# Selected excerpt
--- begin ---

SPPRAF SAMPLE

Introduction

Due to the current social, economic, and environmental crisis, and the structural lack of opportunities in  formal markets, the citizens of the world are facing greater challenges, and every year millions of people are falling into vulnerability and poverty. For that reason, social assistance programmes as part of the social protection umbrella are becoming a core part of the development planning of the countries. On one side,  programmes are designed to support those who, due to unexpected events such as natural disasters and sudden economic crisis, have seen their livelihood affected, and if they do not receive support, the consequences of the shock can last for many years. Similarly, the programmes also aim to target those groups that are facing structural challenges in society (e.g. single mothers, people with disabilities, and the elderly) so that their problems can be reduced or at least attenuated and, they will have the minimum tools to develop their personal and professional careers.

In a period where resources are scarce, and people’s needs are rising, governments need to develop strategies that allow them to benefit the people who need them the most. With these strategies, policymakers can improve their chances of choosing the right programmes to use resources efficiently, thus covering, as much as possible, the needs of the population. Unfortunately, there is no magic recipe for the success of this aspect, since the local reality of each country, its culture, environment, institutions, and history make each case unique in many ways. For that reason, it is not reasonable to claim that there is a solution that fits all the countries in the same way. Nevertheless, it’s important to recognize that some structural elements of these programmes have similar patterns. For example, given the limited resources, some countries have opted for targeted social assistance programme. In this case, the programmes must include a mechanism that collects information from the individuals and decides if they have the characteristics needed in order for them to become beneficiaries, as many cash transfer programs in the Arab region and across the world have it. Considering this, the objective of this  manual is to guide the policymakers on how to organize and analyse beneficiaries data to characterize and identify possible areas for improvement.

--- end ---

# Exercise details
Carry the introduction on social assistance programmes forward, starting right after its final sentence.

# Data entries
--- begin ---

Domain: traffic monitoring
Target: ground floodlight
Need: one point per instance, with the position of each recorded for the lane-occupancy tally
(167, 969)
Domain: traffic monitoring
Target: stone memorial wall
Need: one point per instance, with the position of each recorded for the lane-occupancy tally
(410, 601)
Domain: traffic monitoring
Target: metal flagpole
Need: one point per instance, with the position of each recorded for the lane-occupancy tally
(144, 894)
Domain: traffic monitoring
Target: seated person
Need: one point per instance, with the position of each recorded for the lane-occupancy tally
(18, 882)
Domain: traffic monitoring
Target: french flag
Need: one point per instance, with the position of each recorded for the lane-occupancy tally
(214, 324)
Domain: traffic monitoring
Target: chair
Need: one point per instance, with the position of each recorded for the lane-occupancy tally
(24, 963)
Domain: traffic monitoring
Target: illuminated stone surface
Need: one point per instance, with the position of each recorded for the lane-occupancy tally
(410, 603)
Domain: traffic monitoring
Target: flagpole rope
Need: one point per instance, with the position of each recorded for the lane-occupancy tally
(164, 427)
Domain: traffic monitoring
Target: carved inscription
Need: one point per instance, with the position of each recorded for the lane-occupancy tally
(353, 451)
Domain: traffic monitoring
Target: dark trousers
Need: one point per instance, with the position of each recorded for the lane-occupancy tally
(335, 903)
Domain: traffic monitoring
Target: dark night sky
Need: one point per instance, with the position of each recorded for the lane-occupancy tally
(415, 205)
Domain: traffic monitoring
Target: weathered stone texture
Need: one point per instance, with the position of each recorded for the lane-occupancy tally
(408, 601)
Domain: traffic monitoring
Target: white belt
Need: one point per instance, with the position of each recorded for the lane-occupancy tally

--- end ---
--- begin ---

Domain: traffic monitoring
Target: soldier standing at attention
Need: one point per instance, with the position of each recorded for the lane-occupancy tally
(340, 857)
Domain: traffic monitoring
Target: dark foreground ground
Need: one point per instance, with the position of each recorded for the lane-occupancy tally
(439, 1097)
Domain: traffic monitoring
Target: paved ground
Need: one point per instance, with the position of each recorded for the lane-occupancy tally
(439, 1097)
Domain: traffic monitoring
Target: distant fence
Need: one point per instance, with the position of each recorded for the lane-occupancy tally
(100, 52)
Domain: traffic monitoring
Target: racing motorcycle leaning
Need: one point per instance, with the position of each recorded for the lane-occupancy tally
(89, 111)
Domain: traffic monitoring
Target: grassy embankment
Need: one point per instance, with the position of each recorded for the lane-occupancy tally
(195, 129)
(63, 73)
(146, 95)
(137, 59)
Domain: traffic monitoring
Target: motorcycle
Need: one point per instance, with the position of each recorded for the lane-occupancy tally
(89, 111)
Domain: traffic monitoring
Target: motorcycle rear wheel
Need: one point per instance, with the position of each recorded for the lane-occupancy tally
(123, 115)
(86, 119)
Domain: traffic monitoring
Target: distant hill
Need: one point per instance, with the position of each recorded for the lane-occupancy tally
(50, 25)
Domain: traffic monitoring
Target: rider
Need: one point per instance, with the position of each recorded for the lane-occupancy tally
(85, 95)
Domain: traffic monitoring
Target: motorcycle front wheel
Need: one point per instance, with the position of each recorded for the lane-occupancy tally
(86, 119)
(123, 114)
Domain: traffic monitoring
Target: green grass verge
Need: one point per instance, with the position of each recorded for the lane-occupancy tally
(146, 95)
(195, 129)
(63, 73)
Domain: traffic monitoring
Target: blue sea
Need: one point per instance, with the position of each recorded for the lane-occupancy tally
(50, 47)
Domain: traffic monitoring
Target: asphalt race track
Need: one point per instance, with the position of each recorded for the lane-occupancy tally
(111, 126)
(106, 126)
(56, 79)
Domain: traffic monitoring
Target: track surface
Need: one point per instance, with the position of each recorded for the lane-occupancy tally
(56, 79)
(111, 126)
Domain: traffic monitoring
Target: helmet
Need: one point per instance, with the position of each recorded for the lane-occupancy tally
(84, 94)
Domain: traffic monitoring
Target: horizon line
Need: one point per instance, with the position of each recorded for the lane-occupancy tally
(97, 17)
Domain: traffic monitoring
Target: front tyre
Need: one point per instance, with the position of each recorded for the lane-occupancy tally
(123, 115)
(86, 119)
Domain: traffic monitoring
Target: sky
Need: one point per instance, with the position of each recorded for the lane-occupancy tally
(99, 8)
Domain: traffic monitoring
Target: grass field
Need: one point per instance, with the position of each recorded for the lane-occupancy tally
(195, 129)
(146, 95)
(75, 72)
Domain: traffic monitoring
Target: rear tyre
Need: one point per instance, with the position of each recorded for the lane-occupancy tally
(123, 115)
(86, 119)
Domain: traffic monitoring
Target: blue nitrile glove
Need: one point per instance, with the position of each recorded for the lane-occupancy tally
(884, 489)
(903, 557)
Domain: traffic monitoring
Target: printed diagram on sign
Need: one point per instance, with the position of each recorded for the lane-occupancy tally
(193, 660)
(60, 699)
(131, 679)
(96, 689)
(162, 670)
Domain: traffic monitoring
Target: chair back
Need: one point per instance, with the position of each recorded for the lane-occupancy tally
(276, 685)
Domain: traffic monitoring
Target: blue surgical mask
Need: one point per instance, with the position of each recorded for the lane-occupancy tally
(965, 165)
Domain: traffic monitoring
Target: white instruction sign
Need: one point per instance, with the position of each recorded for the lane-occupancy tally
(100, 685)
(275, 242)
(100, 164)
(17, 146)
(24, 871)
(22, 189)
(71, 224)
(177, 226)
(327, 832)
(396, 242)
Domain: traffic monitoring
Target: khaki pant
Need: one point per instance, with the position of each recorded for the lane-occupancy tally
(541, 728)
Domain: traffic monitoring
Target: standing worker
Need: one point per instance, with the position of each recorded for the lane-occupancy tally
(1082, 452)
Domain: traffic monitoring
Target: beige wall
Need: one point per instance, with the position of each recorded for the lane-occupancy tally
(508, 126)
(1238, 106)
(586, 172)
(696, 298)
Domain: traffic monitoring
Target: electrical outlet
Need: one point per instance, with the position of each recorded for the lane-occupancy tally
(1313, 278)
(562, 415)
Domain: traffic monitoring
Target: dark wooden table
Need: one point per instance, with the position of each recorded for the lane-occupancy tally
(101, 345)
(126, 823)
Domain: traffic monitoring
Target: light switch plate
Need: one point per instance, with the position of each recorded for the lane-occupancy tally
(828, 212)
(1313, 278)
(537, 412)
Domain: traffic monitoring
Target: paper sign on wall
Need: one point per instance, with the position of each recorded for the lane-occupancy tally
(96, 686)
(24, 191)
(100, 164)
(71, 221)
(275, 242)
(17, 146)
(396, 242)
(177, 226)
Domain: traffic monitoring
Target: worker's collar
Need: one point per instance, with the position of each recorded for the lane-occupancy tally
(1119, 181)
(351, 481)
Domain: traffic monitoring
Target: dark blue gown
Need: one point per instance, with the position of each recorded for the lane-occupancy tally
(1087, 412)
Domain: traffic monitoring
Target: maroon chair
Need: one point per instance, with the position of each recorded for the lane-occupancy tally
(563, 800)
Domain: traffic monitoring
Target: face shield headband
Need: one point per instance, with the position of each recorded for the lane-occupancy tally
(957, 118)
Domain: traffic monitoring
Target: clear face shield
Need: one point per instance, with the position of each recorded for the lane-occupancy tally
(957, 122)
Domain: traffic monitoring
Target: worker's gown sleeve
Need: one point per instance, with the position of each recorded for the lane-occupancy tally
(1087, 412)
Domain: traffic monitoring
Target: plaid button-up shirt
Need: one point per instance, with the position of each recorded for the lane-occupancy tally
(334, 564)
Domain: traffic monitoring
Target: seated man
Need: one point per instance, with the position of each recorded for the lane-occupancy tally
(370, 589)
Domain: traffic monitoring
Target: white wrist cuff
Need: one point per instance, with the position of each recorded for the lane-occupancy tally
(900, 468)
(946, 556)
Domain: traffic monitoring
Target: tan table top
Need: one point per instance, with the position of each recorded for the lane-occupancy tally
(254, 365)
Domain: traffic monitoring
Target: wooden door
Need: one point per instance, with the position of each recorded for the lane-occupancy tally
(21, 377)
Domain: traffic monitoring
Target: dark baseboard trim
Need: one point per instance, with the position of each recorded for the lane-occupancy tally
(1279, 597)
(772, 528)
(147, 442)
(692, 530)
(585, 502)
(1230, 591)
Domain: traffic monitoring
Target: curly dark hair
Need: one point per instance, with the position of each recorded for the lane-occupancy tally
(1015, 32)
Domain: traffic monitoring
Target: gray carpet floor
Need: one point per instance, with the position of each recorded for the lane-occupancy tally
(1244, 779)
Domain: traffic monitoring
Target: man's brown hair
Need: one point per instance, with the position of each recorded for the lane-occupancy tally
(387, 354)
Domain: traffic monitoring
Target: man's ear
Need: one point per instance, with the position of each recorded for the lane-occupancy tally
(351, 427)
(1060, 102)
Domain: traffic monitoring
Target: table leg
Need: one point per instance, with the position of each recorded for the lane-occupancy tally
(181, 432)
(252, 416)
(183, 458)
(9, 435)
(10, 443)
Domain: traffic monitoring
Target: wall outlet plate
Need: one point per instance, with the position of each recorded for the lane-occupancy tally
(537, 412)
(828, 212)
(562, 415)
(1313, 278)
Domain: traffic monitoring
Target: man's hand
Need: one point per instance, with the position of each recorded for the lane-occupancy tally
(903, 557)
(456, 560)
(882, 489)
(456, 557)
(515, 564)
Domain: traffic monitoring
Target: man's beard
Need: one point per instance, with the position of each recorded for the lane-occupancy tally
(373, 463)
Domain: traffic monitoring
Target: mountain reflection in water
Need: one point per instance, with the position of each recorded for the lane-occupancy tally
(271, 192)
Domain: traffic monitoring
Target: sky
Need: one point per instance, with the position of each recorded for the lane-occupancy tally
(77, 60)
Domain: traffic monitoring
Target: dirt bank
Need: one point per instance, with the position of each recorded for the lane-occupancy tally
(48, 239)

--- end ---
--- begin ---

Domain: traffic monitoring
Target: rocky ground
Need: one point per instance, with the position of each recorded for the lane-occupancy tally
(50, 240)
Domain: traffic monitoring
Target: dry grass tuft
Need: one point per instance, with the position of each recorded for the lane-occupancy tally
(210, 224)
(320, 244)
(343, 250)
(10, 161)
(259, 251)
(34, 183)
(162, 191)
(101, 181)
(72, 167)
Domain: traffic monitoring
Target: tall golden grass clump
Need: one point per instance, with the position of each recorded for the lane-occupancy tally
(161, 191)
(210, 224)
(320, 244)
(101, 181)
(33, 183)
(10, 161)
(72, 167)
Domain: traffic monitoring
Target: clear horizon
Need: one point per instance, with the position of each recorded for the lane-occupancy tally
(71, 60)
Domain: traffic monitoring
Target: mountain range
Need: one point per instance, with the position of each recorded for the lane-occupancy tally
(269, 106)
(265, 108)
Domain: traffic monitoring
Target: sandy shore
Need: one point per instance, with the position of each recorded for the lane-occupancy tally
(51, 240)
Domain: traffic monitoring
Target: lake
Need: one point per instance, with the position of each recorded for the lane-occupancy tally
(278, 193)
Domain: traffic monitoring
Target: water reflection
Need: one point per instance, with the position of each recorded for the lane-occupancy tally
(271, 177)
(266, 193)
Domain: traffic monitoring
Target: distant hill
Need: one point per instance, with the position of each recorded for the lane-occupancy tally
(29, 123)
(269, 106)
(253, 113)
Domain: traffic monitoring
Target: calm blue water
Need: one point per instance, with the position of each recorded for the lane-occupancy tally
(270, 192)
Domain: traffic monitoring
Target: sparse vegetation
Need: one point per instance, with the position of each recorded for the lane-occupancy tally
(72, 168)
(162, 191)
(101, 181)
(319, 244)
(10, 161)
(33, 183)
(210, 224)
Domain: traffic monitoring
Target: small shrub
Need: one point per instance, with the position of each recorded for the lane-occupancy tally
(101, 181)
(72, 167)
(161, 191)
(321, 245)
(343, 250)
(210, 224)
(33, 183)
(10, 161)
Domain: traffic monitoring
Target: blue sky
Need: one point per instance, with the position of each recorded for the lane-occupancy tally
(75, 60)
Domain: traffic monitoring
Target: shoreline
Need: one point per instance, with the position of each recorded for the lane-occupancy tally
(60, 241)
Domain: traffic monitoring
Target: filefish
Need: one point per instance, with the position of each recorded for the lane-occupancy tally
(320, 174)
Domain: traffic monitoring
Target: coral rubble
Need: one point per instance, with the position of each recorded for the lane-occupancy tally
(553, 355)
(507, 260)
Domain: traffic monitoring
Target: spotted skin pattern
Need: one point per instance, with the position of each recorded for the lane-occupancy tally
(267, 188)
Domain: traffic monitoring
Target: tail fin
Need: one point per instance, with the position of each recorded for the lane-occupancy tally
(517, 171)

--- end ---

# Reply to the exercise
if you are interested in R tutorials for beginners please refer to the introductory manual for R beginners. For data management of social assistance admin records refer to Dictionaries and data management for administrative records in social assistance programs.

Context of the Program to Analyze

Social Assistance Programs, which are primarily non-contributory forms of Social Protection, aim to alleviate poverty and vulnerability. Social Assistance is typically recognized through Cash Transfer Programs, either unconditional or conditional, that provide monetary transfers to target the most vulnerable households and/or individuals. Identifying poverty and vulnerability, as evidenced by various measures of monetary and multidimensional poverty, is one of the key challenges these programs face, as beneficiaries cannot self-select.

The program under evaluation for pedagogical purposes is a Cash Transfer Program implemented in 2023 in the country of Meney. The Ministry of Social Solidarity has provided administrative records for the first cohort of 2023, which includes data from 10,000 households (with 43 household-level variables) and 46,360 individuals (with 24 individual-level variables). The collected data is essential for calculating the Proxy Means Test (PMT), which assigns a score to each household. This score determines eligibility for the program.

Context of the Information

The dataset was gathered from a social protection program in the country of Meney. It includes information from 10,000 households, each with 43 variables, and data on 46,360 individuals, each with 24 variables.

Key Variables in the Dataset:

Household Variables:

The government calculates a score based on the variables above, and eligibility for the program is determined by this score.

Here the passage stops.